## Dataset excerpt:

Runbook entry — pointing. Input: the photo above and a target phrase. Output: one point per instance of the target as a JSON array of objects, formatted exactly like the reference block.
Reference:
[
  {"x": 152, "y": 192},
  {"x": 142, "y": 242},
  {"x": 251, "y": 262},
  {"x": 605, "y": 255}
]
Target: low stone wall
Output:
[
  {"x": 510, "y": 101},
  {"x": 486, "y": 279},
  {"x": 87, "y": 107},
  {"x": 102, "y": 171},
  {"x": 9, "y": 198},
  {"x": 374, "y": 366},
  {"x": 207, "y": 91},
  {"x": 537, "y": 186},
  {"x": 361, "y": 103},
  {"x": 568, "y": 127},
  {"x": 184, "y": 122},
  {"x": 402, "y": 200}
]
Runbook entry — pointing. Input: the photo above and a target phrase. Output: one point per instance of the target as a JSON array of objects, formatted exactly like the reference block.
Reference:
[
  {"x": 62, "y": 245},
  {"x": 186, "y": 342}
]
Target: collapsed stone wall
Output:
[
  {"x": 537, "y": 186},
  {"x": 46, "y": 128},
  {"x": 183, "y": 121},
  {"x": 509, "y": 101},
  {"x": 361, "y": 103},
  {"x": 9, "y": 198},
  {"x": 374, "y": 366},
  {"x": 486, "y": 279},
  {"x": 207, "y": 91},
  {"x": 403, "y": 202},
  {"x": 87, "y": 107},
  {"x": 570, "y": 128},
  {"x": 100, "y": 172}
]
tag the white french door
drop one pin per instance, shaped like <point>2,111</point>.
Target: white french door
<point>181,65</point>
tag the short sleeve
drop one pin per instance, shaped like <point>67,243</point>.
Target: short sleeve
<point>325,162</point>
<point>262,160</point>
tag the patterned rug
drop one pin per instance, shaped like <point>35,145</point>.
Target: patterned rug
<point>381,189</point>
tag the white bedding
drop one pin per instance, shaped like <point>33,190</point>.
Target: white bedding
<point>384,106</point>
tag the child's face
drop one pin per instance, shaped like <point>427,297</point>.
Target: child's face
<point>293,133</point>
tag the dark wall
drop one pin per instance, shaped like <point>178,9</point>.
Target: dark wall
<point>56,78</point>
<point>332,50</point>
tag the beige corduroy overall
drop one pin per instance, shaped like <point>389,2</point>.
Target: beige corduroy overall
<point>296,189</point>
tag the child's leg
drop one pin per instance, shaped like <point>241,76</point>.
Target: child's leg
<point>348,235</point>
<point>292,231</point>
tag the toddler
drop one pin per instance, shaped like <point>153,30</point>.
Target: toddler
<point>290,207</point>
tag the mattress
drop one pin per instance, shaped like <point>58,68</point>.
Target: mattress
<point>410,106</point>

## Given instruction:
Copy out every line from the line with "tag the short sleeve" up to and including the line with "<point>384,106</point>", requests included, and decrease each coordinate in the answer points by 74. Leave the requests and their sample points unchanged.

## Completed exercise:
tag the short sleeve
drop one pin per instance, shaped like <point>67,243</point>.
Target: short sleeve
<point>251,88</point>
<point>188,86</point>
tag the patterned rug
drop one pin per instance, shaped like <point>35,145</point>.
Target: patterned rug
<point>307,115</point>
tag the white bedding
drop one pin per instance, shaped like <point>33,190</point>.
Target: white bedding
<point>310,32</point>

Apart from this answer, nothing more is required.